### Rows from a segmentation dataset:
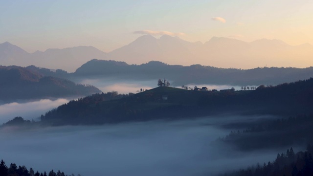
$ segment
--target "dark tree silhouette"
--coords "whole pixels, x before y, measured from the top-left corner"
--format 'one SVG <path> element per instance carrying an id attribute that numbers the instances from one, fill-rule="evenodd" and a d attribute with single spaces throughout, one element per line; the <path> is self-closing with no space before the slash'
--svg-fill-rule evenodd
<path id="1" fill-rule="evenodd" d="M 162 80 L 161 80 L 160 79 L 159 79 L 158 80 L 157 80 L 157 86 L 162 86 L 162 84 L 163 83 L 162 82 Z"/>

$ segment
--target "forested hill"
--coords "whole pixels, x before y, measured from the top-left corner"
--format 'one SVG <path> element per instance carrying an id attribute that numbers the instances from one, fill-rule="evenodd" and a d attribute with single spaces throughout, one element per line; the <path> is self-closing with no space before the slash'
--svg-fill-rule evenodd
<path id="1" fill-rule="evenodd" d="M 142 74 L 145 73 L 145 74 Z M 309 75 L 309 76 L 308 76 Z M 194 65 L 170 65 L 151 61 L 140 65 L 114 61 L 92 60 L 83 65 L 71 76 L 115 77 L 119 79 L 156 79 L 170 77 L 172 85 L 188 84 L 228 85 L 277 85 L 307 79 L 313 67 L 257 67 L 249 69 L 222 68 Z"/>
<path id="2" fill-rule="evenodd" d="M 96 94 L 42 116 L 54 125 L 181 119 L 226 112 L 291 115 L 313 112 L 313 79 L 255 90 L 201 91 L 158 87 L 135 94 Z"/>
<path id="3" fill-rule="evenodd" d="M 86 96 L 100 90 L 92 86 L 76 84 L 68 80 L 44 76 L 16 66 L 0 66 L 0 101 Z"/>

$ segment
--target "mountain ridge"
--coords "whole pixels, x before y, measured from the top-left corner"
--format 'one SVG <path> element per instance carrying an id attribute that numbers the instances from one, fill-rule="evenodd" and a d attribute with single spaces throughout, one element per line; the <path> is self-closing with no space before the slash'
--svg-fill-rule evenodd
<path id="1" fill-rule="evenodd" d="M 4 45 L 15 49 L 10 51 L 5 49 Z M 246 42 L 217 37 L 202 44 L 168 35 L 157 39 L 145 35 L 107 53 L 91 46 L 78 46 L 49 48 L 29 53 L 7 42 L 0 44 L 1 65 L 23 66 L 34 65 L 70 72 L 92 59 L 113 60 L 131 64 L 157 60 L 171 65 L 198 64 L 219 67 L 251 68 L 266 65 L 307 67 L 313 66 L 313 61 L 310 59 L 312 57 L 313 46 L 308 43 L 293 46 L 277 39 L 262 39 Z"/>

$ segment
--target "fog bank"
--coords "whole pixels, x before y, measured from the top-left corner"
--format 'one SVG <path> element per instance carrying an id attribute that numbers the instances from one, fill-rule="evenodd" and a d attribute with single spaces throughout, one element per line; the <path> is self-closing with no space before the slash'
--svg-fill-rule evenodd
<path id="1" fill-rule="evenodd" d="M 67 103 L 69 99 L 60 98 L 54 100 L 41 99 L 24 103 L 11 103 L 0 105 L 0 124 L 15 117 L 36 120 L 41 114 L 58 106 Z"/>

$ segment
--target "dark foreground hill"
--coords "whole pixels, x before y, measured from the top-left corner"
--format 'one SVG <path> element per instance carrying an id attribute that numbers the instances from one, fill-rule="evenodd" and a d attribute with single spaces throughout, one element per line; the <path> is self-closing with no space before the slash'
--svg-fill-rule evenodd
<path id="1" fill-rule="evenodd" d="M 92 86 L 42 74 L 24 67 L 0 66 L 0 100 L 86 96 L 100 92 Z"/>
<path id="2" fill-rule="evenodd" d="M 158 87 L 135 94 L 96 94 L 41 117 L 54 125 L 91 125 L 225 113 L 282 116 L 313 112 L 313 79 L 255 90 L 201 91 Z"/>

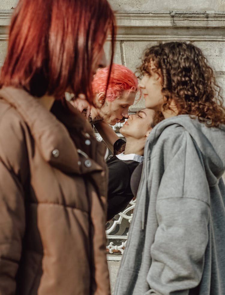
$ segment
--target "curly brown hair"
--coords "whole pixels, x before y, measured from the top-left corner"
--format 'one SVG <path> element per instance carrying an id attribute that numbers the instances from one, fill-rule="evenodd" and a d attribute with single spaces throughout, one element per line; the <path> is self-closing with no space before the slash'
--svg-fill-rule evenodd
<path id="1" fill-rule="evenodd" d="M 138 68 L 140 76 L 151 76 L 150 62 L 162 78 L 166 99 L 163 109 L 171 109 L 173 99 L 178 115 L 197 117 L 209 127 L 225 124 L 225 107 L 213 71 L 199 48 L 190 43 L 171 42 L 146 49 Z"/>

...

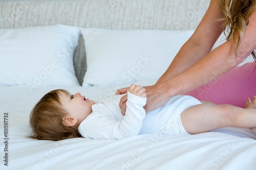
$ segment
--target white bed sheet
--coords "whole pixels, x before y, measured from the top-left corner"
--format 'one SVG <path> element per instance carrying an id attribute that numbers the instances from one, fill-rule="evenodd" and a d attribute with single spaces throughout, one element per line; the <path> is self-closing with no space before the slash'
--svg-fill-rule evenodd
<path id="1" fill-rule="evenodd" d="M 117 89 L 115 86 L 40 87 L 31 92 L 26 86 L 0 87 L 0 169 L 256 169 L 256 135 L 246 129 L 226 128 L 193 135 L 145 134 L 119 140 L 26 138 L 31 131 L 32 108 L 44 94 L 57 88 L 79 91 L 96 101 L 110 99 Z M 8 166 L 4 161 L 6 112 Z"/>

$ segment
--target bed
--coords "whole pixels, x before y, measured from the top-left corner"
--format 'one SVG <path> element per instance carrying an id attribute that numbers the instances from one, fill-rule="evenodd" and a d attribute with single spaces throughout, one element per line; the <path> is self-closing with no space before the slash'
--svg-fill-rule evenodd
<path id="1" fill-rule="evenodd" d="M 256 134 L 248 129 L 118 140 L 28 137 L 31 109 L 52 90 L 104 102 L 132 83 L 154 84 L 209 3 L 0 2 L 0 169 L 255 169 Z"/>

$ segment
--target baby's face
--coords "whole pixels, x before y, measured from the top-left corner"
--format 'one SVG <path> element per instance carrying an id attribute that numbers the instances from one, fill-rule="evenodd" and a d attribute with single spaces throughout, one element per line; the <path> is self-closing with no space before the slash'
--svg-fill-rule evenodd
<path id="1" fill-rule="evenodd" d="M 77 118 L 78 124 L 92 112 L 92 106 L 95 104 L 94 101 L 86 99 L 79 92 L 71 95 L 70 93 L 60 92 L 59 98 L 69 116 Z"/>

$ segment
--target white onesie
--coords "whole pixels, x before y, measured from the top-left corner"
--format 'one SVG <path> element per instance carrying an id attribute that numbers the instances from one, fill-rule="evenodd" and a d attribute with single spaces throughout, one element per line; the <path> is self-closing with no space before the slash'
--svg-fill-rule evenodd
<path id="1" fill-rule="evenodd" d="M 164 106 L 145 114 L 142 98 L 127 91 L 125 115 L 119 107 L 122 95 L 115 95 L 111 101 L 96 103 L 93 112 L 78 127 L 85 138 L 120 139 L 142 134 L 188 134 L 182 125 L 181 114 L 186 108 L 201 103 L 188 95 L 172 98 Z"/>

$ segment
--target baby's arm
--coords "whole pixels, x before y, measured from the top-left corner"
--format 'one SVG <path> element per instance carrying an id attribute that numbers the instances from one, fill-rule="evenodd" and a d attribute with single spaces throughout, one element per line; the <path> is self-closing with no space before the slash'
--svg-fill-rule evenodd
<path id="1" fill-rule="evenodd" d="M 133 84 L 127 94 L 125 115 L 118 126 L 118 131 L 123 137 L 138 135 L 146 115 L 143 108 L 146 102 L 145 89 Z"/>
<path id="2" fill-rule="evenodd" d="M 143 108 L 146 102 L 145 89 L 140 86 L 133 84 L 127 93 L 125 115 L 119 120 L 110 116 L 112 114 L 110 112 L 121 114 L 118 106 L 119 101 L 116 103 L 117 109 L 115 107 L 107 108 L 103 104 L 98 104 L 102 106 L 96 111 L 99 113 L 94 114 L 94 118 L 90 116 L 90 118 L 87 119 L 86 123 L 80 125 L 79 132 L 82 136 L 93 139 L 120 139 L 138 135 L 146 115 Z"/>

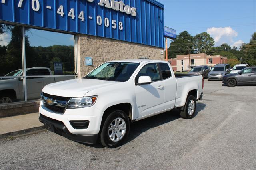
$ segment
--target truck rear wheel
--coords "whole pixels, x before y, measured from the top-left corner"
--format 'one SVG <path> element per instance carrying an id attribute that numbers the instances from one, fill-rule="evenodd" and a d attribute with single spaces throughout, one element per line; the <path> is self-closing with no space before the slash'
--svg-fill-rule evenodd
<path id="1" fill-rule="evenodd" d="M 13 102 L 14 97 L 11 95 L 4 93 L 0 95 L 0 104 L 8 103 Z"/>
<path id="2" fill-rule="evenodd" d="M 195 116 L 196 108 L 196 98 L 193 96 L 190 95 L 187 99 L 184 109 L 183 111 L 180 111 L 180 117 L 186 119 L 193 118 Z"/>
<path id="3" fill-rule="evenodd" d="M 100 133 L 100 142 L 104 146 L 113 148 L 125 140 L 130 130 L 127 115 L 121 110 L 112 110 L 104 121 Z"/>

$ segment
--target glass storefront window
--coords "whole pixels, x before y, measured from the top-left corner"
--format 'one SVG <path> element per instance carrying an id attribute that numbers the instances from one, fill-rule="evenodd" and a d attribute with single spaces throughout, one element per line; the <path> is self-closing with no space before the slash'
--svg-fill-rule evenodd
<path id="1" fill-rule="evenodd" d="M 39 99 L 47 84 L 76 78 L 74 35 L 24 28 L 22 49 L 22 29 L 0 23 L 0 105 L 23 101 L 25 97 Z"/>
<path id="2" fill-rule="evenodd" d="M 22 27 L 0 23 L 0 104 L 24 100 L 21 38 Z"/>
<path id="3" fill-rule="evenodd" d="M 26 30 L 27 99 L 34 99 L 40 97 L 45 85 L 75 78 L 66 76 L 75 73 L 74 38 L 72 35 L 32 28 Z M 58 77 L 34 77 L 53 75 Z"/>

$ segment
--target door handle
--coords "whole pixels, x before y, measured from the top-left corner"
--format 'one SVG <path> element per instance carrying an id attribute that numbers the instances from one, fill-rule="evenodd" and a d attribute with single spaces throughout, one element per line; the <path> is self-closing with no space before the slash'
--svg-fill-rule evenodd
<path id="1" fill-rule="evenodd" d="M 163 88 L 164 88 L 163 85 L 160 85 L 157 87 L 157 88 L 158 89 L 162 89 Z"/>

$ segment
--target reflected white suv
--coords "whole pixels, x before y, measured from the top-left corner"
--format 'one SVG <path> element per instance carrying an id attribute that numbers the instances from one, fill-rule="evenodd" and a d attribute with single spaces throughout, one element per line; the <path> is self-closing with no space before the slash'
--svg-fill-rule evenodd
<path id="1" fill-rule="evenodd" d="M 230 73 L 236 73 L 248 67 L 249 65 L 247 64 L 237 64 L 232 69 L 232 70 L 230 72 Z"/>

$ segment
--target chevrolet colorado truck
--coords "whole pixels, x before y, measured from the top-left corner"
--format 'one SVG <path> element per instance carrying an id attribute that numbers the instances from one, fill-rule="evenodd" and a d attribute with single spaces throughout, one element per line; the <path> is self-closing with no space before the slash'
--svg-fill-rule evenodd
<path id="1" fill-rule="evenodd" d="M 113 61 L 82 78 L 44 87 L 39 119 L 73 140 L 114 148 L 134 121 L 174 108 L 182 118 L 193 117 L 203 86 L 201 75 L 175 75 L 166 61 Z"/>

### What to do:
Please gather every line of the items above that contains the word "white", matching case exactly.

### Worked solution:
--target white bed sheet
--target white onesie
--target reflected white suv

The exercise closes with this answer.